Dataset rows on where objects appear
■ ■ ■ ■ ■ ■ ■

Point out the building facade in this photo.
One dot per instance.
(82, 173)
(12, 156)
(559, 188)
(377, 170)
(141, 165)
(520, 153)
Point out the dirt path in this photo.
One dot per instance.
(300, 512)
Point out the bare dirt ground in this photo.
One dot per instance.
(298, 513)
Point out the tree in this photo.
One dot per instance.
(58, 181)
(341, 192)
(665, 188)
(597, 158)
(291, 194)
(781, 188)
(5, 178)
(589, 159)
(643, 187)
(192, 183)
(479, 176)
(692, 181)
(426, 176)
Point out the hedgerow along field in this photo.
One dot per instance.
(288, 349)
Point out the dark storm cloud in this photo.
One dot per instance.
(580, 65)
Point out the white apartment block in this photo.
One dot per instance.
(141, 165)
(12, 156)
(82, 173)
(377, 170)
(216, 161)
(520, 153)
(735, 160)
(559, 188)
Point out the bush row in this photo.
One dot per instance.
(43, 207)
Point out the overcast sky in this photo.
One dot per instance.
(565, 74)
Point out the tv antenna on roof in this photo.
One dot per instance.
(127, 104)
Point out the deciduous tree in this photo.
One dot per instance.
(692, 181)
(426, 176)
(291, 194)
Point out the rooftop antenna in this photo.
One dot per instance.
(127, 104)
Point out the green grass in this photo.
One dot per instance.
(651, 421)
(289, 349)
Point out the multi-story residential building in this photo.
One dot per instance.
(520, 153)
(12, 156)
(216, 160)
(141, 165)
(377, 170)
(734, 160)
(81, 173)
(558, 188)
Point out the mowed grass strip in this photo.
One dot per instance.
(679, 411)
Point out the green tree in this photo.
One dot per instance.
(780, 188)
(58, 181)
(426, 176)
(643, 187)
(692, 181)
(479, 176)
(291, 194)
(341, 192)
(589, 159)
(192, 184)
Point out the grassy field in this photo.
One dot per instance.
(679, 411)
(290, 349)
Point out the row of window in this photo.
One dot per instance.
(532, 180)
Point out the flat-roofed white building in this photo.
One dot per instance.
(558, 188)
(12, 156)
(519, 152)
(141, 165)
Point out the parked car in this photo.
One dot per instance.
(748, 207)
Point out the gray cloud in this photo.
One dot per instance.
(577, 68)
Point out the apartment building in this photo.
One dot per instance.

■ ■ ■ ■ ■ ■ ■

## EXERCISE:
Rewrite the data above with each occurrence of "dot" changed to "mark", keeping every other line unchanged.

## COMPLETE RESPONSE:
Point out the building facade in this photo.
One mark per instance.
(82, 173)
(12, 156)
(559, 188)
(377, 170)
(141, 165)
(520, 153)
Point out the dirt path in this photo.
One mark per instance.
(300, 512)
Point out the bare dirt ground in this photo.
One mark per instance.
(298, 513)
Point out the tree in this photo.
One mark per instance.
(58, 181)
(341, 192)
(665, 188)
(597, 158)
(291, 194)
(781, 188)
(5, 178)
(589, 159)
(643, 187)
(192, 183)
(479, 176)
(692, 181)
(426, 176)
Point out the hedgerow along field in this photo.
One mark per instance.
(288, 349)
Point out the dark storm cloud in this photo.
One mark per instance.
(580, 65)
Point out the white apartment block in this photo.
One mark per instance.
(141, 165)
(12, 156)
(82, 173)
(377, 170)
(216, 161)
(520, 153)
(735, 160)
(559, 188)
Point out the bush row in this photo.
One mark per instance.
(43, 207)
Point out the overcast sky in this photo.
One mark per instance.
(565, 74)
Point out the tv antenna on roof in this photo.
One mark per instance.
(127, 104)
Point out the deciduous tree in this photo.
One mark per instance.
(692, 181)
(426, 176)
(291, 194)
Point out the rooftop antenna in this photo.
One mark per instance.
(127, 104)
Point out the green grass in this photo.
One mark per instance.
(651, 421)
(289, 349)
Point out the multi-story residential building in this photo.
One mark per instance.
(520, 153)
(12, 156)
(216, 160)
(141, 165)
(377, 170)
(734, 160)
(81, 173)
(558, 188)
Point out the mowed grass strip in this photo.
One mark per instance.
(679, 411)
Point out the green tree in this photo.
One mark per instance.
(780, 188)
(58, 181)
(426, 176)
(643, 187)
(692, 181)
(479, 176)
(291, 194)
(341, 192)
(589, 159)
(192, 184)
Point out the grassy field in this photo.
One mark per instance.
(679, 411)
(290, 349)
Point out the row of window in this photo.
One mark per instance.
(532, 180)
Point out the flat-roofed white building in this photo.
One mark per instance.
(558, 188)
(12, 156)
(519, 152)
(141, 165)
Point out the parked car in this photo.
One mark per instance.
(748, 207)
Point out the gray cloud in this photo.
One mark per instance.
(577, 68)
Point out the apartment building in this photo.
One mark per instance.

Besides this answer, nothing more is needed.